PROMPT: In the nursing education abstract below, write out the passage from "Objective: The purpose" to "online learning context." word for word.

McMaster University, Canada
Title: Facilitating online problem-Based learning in nursing education using multimedia learning principles
Ruth Chen is an Assistant Professor at McMaster University, School of Nursing in Ontario, Canada. Her previous research involved pediatric asthma and pediatric pain management, and her clinical work as an NP/CNS was in the areas of anesthesia/pain management, and pediatric cardiology. She has a Bachelors Degree in Molecular and Cellular Biology from the University of California at Berkeley, a Master of Science in Nursing from Yale University, and a PhD from the Department of Clinical Epidemiology and Biostatistics (HRM) at McMaster University. Her research interests are in online education and health professional identity formation within technology-rich practice environments.
Background: Online courses are rapidly being incorporated into higher education as learning technology systems allow for student engagement outside the classroom setting. Problem-based learning (PBL) courses have traditionally been delivered within in-person, face-to-face contexts. However, in nursing education, with students practicing in diverse and distant geographical contexts, the need has arisen to move PBL to an online, or distributed, medium to facilitate course delivery. Online courses require the instructor and students’ facility with learning technology. In addition, instructors must incorporate cognitive and education psychology principles of multimedia learning into their course design and implementation to optimize the student learning experience.
Objective: The purpose of this study was to evaluate the experiences of senior-level nursing students who had completed a final year, online PBL nursing theory course as part of their Bachelors of Science in Nursing (BScN) degree program requirements.
Methods: A mixed-methods approach was used to gather data around three areas of student experience: 1) course delivery and technology features; 2) learning of content and theoretical concepts within a distributed (online) PBL context; 3) professional identity formation within an online learning context.

STUDY MATERIAL:
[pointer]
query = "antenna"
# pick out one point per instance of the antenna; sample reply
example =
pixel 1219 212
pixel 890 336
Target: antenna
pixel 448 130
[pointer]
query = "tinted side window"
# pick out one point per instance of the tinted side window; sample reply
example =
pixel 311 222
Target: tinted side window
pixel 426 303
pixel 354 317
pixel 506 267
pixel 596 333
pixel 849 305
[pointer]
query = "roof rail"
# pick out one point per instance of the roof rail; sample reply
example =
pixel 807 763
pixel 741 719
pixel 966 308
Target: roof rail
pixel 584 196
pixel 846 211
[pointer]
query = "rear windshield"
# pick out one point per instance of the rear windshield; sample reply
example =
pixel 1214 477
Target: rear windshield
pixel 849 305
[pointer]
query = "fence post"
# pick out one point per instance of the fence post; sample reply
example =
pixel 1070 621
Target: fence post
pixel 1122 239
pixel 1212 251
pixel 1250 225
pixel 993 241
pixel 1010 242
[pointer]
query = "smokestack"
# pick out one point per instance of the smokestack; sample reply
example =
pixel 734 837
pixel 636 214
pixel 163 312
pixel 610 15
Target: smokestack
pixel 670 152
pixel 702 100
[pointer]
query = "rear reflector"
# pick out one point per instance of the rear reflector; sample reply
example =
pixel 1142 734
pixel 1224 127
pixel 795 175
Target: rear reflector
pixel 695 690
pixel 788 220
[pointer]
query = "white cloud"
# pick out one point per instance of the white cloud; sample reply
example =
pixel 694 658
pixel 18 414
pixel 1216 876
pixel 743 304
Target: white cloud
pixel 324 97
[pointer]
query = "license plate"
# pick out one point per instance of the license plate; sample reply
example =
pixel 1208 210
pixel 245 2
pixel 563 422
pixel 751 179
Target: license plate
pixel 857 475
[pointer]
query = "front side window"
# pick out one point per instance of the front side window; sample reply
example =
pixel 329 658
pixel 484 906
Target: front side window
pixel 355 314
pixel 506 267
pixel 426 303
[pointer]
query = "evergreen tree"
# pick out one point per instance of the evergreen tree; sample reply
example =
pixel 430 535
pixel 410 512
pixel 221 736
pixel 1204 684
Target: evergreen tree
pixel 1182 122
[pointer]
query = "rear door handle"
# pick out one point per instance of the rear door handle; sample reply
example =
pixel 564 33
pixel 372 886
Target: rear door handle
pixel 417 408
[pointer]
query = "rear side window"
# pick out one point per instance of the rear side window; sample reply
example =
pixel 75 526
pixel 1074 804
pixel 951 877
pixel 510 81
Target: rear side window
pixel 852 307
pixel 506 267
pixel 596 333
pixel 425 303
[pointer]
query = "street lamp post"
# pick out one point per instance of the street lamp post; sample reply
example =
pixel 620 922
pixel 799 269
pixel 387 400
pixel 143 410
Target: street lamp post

EXERCISE RESPONSE:
Objective: The purpose of this study was to evaluate the experiences of senior-level nursing students who had completed a final year, online PBL nursing theory course as part of their Bachelors of Science in Nursing (BScN) degree program requirements.
Methods: A mixed-methods approach was used to gather data around three areas of student experience: 1) course delivery and technology features; 2) learning of content and theoretical concepts within a distributed (online) PBL context; 3) professional identity formation within an online learning context.